▶ _WORK REQUIRED_
Edit the data below by putting "shadow beneath bowl" in place of "shadow under bowl" wherever it occurs, keeping all else unchanged. Omit the pictures from your answer.

▶ _DATA RECORDS_
____
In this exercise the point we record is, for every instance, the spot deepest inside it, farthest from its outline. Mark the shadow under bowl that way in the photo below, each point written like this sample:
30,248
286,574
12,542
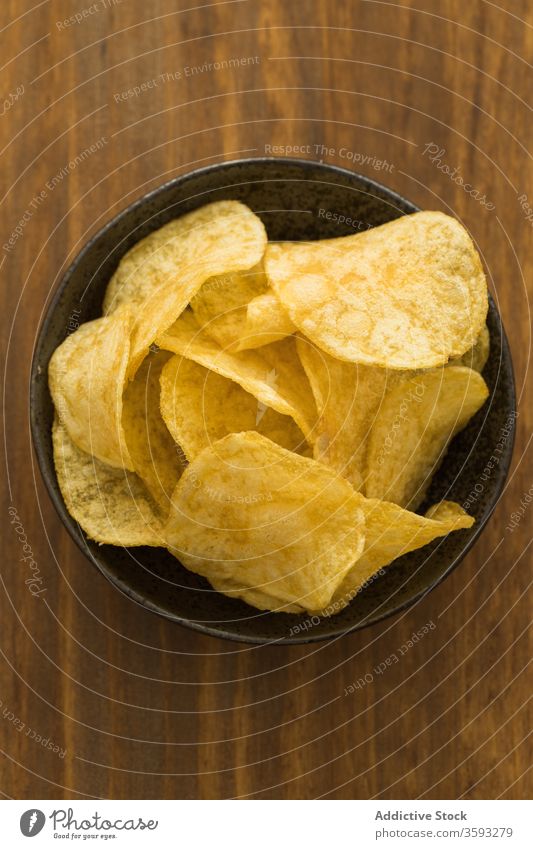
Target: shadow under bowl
296,199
____
▶ _ANSWER_
In this exercise the point we record is, for every instance, the spot deepest inside it, farthest from its outline. Mark the shadow beneath bowl that way in the photo below, each point written like this sample:
30,248
286,574
12,542
Target: shadow beneath bowl
296,199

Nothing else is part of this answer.